> _WHAT THE TASK ASKS_
Retype the records that come next, word for word.

## begin PROVIDED MATERIAL

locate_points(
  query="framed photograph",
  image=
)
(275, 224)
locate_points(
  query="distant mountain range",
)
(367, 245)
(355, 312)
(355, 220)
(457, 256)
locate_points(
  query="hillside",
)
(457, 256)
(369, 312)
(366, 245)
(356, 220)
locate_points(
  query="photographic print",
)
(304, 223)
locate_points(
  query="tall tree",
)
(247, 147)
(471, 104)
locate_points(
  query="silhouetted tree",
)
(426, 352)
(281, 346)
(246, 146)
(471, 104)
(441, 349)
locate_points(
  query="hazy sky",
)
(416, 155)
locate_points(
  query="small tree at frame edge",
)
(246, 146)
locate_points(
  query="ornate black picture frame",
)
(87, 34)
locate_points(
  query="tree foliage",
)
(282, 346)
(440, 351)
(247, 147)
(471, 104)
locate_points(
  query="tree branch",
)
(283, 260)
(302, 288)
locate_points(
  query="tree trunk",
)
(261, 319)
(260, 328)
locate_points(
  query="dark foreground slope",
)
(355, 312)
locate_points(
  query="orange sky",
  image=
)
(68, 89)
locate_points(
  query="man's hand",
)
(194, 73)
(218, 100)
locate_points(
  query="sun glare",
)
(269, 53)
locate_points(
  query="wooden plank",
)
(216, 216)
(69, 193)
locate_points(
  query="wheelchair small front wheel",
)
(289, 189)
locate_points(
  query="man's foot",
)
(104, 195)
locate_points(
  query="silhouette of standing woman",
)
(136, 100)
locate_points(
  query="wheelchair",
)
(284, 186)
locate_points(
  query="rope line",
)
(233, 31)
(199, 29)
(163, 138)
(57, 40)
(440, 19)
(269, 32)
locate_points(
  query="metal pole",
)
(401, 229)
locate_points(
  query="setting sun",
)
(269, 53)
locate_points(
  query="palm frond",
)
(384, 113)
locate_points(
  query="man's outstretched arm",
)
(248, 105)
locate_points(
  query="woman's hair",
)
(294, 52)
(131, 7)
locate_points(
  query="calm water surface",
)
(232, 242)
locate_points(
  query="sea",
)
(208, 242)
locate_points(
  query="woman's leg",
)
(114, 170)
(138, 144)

## end PROVIDED MATERIAL

> _ANSWER TO THIS EXERCISE_
locate_points(
  query="framed photograph",
  image=
)
(275, 224)
locate_points(
  query="distant mountain range",
)
(367, 245)
(355, 312)
(355, 220)
(457, 256)
locate_points(
  query="hillside",
)
(457, 256)
(369, 312)
(366, 245)
(356, 220)
locate_points(
  query="photographic print",
)
(304, 223)
locate_points(
  query="tall tree",
)
(247, 147)
(471, 104)
locate_points(
  query="silhouetted tree",
)
(426, 352)
(281, 346)
(246, 146)
(471, 104)
(441, 349)
locate_points(
  query="hazy sky",
)
(416, 155)
locate_points(
  query="small tree at frame edge",
)
(246, 146)
locate_points(
  query="ornate black picture frame",
)
(87, 34)
locate_points(
  query="tree foliage",
)
(282, 346)
(440, 351)
(247, 147)
(471, 104)
locate_points(
  query="tree branch",
)
(283, 260)
(302, 288)
locate_points(
  query="tree trunk",
)
(261, 319)
(260, 328)
locate_points(
  query="dark foreground slope",
)
(355, 312)
locate_points(
  query="orange sky",
  image=
)
(68, 89)
locate_points(
  query="man's hand",
)
(194, 73)
(218, 100)
locate_points(
  query="sun glare",
)
(269, 53)
locate_points(
  query="wooden plank",
)
(216, 216)
(69, 193)
locate_points(
  query="wheelchair small front wheel",
)
(289, 189)
locate_points(
  query="man's foot",
)
(104, 195)
locate_points(
  query="silhouette of standing woman",
)
(136, 100)
locate_points(
  query="wheelchair",
)
(284, 186)
locate_points(
  query="rope line",
)
(233, 31)
(199, 29)
(163, 138)
(57, 40)
(440, 19)
(269, 32)
locate_points(
  query="metal pole",
)
(401, 229)
locate_points(
  query="setting sun",
)
(269, 53)
locate_points(
  query="palm frond",
)
(384, 113)
locate_points(
  query="man's outstretched arm",
)
(248, 105)
locate_points(
  query="woman's hair",
)
(294, 52)
(131, 7)
locate_points(
  query="calm water surface",
)
(232, 242)
locate_points(
  query="sea",
)
(208, 242)
locate_points(
  query="woman's leg",
)
(114, 170)
(138, 144)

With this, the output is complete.